[Stored data entries]
_ _ _ _ _

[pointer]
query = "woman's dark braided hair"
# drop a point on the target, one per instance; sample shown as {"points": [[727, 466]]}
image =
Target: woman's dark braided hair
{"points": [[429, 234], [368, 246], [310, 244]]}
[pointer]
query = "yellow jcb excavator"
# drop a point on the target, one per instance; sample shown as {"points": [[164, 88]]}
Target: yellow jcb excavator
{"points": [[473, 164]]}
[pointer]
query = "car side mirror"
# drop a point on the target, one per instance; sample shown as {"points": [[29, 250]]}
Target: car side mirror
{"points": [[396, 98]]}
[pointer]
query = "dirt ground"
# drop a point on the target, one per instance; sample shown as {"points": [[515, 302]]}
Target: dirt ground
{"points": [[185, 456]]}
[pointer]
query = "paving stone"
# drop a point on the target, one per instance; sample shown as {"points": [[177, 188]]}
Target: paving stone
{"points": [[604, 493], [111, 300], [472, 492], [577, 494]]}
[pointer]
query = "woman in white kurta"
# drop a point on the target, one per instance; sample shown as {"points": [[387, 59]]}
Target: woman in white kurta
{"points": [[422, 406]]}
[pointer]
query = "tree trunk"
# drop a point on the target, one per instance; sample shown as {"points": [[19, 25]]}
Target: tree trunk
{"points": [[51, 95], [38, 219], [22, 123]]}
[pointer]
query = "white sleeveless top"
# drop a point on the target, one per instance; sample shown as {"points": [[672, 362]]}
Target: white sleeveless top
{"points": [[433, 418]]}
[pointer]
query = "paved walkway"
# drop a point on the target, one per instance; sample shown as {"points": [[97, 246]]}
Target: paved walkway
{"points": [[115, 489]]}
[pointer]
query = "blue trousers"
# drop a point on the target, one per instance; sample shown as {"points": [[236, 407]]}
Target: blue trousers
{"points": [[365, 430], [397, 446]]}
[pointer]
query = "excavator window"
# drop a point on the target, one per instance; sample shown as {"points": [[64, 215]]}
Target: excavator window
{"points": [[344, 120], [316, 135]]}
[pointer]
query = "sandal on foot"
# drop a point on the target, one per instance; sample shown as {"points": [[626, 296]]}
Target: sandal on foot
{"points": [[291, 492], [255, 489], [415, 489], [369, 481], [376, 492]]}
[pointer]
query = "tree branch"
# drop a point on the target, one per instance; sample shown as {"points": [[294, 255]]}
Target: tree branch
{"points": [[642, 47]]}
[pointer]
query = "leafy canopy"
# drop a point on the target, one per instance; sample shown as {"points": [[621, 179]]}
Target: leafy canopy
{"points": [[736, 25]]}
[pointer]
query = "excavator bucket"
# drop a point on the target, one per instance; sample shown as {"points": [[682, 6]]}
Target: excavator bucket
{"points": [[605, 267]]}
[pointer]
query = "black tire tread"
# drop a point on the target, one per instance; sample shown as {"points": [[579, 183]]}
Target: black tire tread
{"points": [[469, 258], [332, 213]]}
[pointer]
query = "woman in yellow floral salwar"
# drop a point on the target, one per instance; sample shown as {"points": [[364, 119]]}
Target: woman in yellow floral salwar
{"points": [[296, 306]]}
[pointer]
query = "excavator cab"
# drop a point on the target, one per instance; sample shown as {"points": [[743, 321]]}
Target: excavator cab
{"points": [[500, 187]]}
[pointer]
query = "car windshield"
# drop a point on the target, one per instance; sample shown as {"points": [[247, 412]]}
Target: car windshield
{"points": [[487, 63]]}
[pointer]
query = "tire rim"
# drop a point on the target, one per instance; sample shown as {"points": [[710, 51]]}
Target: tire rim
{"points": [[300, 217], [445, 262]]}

_ _ _ _ _

**What you need to do:**
Give the entries again in full, with nothing changed.

**Expected answer:**
[pointer]
query = "woman's dark braided hair"
# drop a point on the target, one per instance; sample shown as {"points": [[727, 466]]}
image =
Target: woman's dark braided hair
{"points": [[429, 234], [368, 246], [310, 244]]}
[pointer]
query = "yellow jcb excavator"
# drop a point on the target, one per instance; sample shown as {"points": [[164, 88]]}
Target: yellow jcb excavator
{"points": [[473, 164]]}
[pointer]
query = "car side mirror"
# drop a point on the target, one per instance; sample shown as {"points": [[29, 250]]}
Target: car side mirror
{"points": [[396, 98]]}
[pointer]
query = "dirt ground"
# drop a point on the target, one per instance; sample shown as {"points": [[515, 302]]}
Target: dirt ground
{"points": [[185, 456]]}
[pointer]
query = "paving stone"
# drop a point on the target, one per instance; sample shown as {"points": [[177, 188]]}
Target: paving stone
{"points": [[604, 493], [111, 300], [472, 492], [577, 494]]}
[pointer]
query = "woman in white kurta"
# drop a point on the target, one per instance; sample shown as {"points": [[387, 59]]}
Target: woman in white kurta
{"points": [[422, 406]]}
[pointer]
query = "tree trunk"
# drop a point on the target, one per instance; sample shown as {"points": [[19, 25]]}
Target: tree trunk
{"points": [[51, 95], [38, 219], [22, 123]]}
[pointer]
query = "white sleeveless top"
# drop a point on the target, one per instance; sample shown as {"points": [[672, 362]]}
Target: white sleeveless top
{"points": [[433, 418]]}
[pointer]
query = "paved walkway"
# drop a point on the target, one per instance; sample shown as {"points": [[97, 246]]}
Target: paved walkway
{"points": [[115, 489]]}
[pointer]
query = "blue trousers"
# drop a point on the target, one per instance; sample shown as {"points": [[236, 407]]}
Target: blue trousers
{"points": [[365, 430], [397, 446]]}
[pointer]
query = "excavator window"
# drop a point on the target, one per instance; sample shown as {"points": [[64, 215]]}
Target: excavator window
{"points": [[344, 120], [316, 135]]}
[pointer]
query = "sandal on foot"
# drop a point on the target, one per instance; sample shown as {"points": [[626, 296]]}
Target: sandal on foot
{"points": [[291, 492], [255, 489], [415, 489], [369, 481], [376, 492]]}
[pointer]
query = "tree branch"
# drop a point on the target, one per instance; sample shown as {"points": [[294, 255]]}
Target: tree branch
{"points": [[642, 47]]}
[pointer]
query = "leafy canopy"
# drop a point on the target, one per instance; sample shown as {"points": [[621, 179]]}
Target: leafy canopy
{"points": [[736, 25]]}
[pointer]
query = "excavator bucket"
# drop a point on the target, one per instance; sample shown as {"points": [[682, 6]]}
Target: excavator bucket
{"points": [[605, 267]]}
[pointer]
query = "black tire tread"
# drop a point on the target, one per instance; sample shown as {"points": [[579, 183]]}
Target: black tire tread
{"points": [[469, 258], [332, 213]]}
[pointer]
query = "woman in yellow floral salwar"
# drop a point on the target, one per instance; sample shown as {"points": [[364, 119]]}
Target: woman in yellow floral salwar
{"points": [[296, 306]]}
[pointer]
query = "excavator cab"
# drop a point on the target, one per instance; sample shown as {"points": [[743, 321]]}
Target: excavator cab
{"points": [[500, 187]]}
[pointer]
query = "car windshield"
# drop a point on the target, one per instance; sample shown as {"points": [[247, 412]]}
Target: car windshield
{"points": [[487, 63]]}
[pointer]
query = "tire rim"
# drop a point on the target, one per instance; sample shown as {"points": [[710, 51]]}
Target: tire rim
{"points": [[300, 217], [445, 262]]}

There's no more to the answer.